Write out the whole listing again, exactly.

_ _ _

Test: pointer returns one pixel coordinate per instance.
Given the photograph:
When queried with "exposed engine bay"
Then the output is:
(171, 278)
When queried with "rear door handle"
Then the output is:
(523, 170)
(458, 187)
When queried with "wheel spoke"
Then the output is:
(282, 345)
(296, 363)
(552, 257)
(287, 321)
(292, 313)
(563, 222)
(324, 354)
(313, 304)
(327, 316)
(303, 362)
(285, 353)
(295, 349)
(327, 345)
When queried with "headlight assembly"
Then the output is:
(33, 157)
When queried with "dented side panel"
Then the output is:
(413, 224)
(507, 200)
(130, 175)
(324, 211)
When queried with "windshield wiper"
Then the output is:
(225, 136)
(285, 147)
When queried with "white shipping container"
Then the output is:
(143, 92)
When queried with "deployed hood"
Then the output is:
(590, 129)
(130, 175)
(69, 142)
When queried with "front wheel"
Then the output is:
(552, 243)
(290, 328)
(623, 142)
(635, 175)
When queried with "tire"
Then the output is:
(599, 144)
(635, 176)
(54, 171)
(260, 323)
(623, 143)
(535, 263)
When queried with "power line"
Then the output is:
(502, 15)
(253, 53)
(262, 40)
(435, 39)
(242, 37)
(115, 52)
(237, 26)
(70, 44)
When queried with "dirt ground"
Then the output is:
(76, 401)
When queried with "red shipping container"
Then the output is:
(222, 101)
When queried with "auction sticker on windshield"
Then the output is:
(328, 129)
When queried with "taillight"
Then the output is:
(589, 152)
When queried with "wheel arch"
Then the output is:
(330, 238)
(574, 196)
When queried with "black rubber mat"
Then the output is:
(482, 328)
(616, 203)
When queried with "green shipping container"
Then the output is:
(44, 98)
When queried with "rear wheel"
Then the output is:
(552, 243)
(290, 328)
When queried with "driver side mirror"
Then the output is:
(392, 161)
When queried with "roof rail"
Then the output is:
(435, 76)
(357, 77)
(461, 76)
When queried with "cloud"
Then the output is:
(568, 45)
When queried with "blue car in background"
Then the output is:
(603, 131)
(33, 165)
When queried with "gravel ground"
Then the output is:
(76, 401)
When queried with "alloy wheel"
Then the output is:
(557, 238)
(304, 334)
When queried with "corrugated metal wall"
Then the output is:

_ _ _

## [Exercise response]
Test: pointer returns one pixel coordinate per instance.
Given the photograph:
When queried with "exposed engine bay"
Then the output is:
(171, 278)
When queried with "rear door handle"
Then the output is:
(523, 170)
(458, 187)
When queried with "wheel spoke"
Then the output is:
(282, 345)
(296, 363)
(552, 257)
(287, 321)
(292, 313)
(563, 222)
(324, 354)
(313, 304)
(327, 316)
(303, 362)
(285, 353)
(295, 349)
(327, 345)
When queried with "headlight assembly"
Then the output is:
(33, 157)
When queried with "dented side panel"
Then the output is:
(413, 224)
(507, 200)
(130, 175)
(324, 211)
When queried with "windshield wiper"
Then the output is:
(225, 136)
(285, 147)
When queried with "white shipping container"
Then the output is:
(143, 92)
When queried with "deployed hood"
Then the output is:
(590, 129)
(130, 175)
(69, 142)
When queried with "front wheel"
Then the output is:
(552, 243)
(290, 328)
(623, 142)
(635, 175)
When queried with "tire"
Then the output is:
(599, 144)
(635, 176)
(54, 171)
(260, 323)
(623, 143)
(535, 263)
When queried with "power line"
Then the output is:
(502, 15)
(253, 53)
(262, 40)
(435, 39)
(242, 37)
(115, 52)
(237, 26)
(70, 44)
When queried with "dirt ground"
Then the output is:
(76, 401)
When queried with "red shipping container"
Then the output is:
(222, 101)
When queried with "auction sticker on windshield"
Then the output is:
(328, 129)
When queried with "taillight"
Then the output is:
(589, 152)
When queried with "wheel arch"
Then the output is:
(330, 238)
(574, 196)
When queried with "black rubber mat"
Then the output is:
(482, 328)
(616, 203)
When queried with "green shipping container"
Then the output is:
(44, 98)
When queried with "rear wheel"
Then the output is:
(552, 243)
(290, 328)
When queried with "driver side mirror"
Then the output is:
(392, 161)
When queried with "roof rail"
Then the output is:
(435, 76)
(357, 77)
(461, 76)
When queried with "cloud"
Then the output is:
(568, 45)
When queried with "blue car in background"
Then the output is:
(603, 131)
(33, 165)
When queried with "gravel ground"
Then the output is:
(76, 401)
When queried with "alloy wheel"
Then the output is:
(557, 238)
(304, 334)
When queried with "corrugated metal wall"
Then the output is:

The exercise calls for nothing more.